WHAT NEEDS TO BE DONE ::
Copy the data verbatim, starting at the line containing "scan for truck windshield wiper" and ending at the line containing "174,83 -> 188,96", both included.

-- begin --

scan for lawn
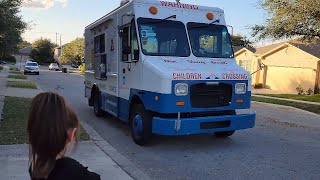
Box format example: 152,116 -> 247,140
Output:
252,96 -> 320,114
0,97 -> 90,145
10,71 -> 22,74
7,81 -> 38,89
259,94 -> 320,102
10,66 -> 19,71
8,74 -> 27,79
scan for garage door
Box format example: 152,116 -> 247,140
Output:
266,66 -> 316,93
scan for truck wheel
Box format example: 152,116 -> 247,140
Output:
93,90 -> 103,117
130,104 -> 152,146
214,111 -> 237,138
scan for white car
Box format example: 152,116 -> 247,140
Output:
49,63 -> 59,71
24,61 -> 39,75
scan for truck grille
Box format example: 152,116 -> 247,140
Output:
190,83 -> 232,108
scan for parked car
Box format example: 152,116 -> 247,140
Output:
24,61 -> 39,75
49,63 -> 60,71
71,63 -> 79,68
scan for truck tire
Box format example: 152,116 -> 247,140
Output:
129,104 -> 153,146
214,111 -> 237,138
93,90 -> 103,117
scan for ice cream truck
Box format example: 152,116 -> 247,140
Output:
84,0 -> 256,145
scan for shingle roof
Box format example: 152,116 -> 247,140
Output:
255,40 -> 320,58
233,46 -> 256,53
19,47 -> 32,55
255,42 -> 286,55
290,40 -> 320,58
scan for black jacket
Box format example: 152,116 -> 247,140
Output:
29,158 -> 101,180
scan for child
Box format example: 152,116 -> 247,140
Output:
28,93 -> 100,180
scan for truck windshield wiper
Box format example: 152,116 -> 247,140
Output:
148,15 -> 177,24
189,19 -> 220,29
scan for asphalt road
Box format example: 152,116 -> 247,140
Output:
30,71 -> 320,180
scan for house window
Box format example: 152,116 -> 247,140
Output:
239,60 -> 252,72
94,34 -> 106,54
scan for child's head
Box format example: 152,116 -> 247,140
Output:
28,93 -> 80,178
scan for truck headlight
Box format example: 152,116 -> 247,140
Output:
235,83 -> 247,94
174,83 -> 188,96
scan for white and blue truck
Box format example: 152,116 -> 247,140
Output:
84,0 -> 256,145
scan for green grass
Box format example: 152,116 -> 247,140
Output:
0,97 -> 90,145
8,74 -> 27,79
251,96 -> 320,114
7,81 -> 38,89
10,66 -> 19,71
259,94 -> 320,102
10,71 -> 22,74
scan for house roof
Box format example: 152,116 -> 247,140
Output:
255,42 -> 286,55
290,40 -> 320,59
256,40 -> 320,59
233,46 -> 256,56
19,47 -> 32,55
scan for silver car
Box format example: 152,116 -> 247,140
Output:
49,63 -> 59,71
24,61 -> 39,75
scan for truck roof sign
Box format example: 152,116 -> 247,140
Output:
160,1 -> 199,10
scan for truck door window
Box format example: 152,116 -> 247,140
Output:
121,26 -> 130,61
131,20 -> 139,61
187,23 -> 233,58
138,18 -> 190,57
93,34 -> 107,79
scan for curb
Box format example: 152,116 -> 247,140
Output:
81,121 -> 151,180
252,94 -> 320,106
252,101 -> 320,118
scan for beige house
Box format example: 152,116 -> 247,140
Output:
14,47 -> 32,64
235,41 -> 320,93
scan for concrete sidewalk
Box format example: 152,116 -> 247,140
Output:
252,94 -> 320,106
0,141 -> 132,180
0,67 -> 142,180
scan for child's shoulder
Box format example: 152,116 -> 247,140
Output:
50,157 -> 100,180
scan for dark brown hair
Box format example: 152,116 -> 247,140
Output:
28,92 -> 80,179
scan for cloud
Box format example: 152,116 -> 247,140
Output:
22,0 -> 68,9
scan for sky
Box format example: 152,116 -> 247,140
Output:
21,0 -> 266,44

-- end --

FINISHED TASK ::
scan for truck windshield wiper
Box format example: 152,116 -> 247,140
Output:
148,15 -> 177,24
189,19 -> 220,29
scan for asphalt road
Box format example: 152,116 -> 247,140
Output:
30,71 -> 320,180
scan for house window
Box format example: 152,116 -> 247,140
Output:
239,60 -> 252,72
94,34 -> 106,54
scan for child's head
Box format example: 152,116 -> 247,140
Output:
28,93 -> 80,178
scan for truck headlight
Box format example: 152,116 -> 247,140
Output:
235,83 -> 247,94
174,83 -> 188,96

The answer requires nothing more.